▶ [Stated problem]: Please list each line in the items below that contains the word "stone".

▶ [Exercise data]:
====================

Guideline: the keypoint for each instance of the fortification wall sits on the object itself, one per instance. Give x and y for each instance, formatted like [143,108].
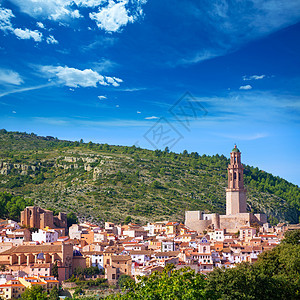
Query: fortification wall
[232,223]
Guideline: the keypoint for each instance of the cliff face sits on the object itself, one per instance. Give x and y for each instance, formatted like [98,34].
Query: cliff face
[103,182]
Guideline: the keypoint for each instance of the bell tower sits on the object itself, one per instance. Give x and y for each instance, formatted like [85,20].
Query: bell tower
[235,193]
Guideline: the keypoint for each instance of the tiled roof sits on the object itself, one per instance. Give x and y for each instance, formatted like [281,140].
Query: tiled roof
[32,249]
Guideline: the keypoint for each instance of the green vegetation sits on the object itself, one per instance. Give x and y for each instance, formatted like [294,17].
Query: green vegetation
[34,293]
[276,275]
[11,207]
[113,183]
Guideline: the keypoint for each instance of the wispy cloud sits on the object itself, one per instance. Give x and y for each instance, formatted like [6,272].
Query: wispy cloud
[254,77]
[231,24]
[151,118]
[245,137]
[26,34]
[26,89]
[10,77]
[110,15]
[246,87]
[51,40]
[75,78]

====================

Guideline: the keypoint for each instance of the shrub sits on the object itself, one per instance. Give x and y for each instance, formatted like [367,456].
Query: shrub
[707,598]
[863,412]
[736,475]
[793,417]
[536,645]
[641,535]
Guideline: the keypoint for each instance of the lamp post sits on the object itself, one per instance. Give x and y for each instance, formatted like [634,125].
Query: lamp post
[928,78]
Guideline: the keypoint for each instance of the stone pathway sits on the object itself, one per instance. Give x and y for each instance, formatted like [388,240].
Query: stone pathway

====================

▶ [In response]:
Guideline: the keypoint for each instance of the stone pathway sits on the object itself, one per instance. Give x and y for each instance, formatted like [388,240].
Query: stone pathway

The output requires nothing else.